Exercise brief – Could you echo every line of the data below back word for word, with nothing changed?

━━━━━━━━━━━━━━━━━━━━

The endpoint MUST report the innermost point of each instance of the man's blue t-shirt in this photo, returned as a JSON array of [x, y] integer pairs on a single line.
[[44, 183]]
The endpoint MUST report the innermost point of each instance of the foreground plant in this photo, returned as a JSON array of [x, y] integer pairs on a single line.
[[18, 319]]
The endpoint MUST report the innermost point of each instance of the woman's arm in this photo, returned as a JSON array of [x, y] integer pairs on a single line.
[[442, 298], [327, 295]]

━━━━━━━━━━━━━━━━━━━━

Correct answer –
The endpoint MUST report the innermost point of each instance of the man's blue t-shirt in this photo, returned as a JSON array of [x, y] integer pairs on a single line.
[[44, 183]]
The endpoint MUST report the innermost point of each instance of the foreground plant in this photo, returned as a JSON array of [x, y] integer pairs on a single line.
[[18, 319]]
The endpoint MUST report the innermost point of each instance of the woman's arm in this photo, returned as a JSON array of [x, y] integer pairs on a single line.
[[442, 298], [327, 295]]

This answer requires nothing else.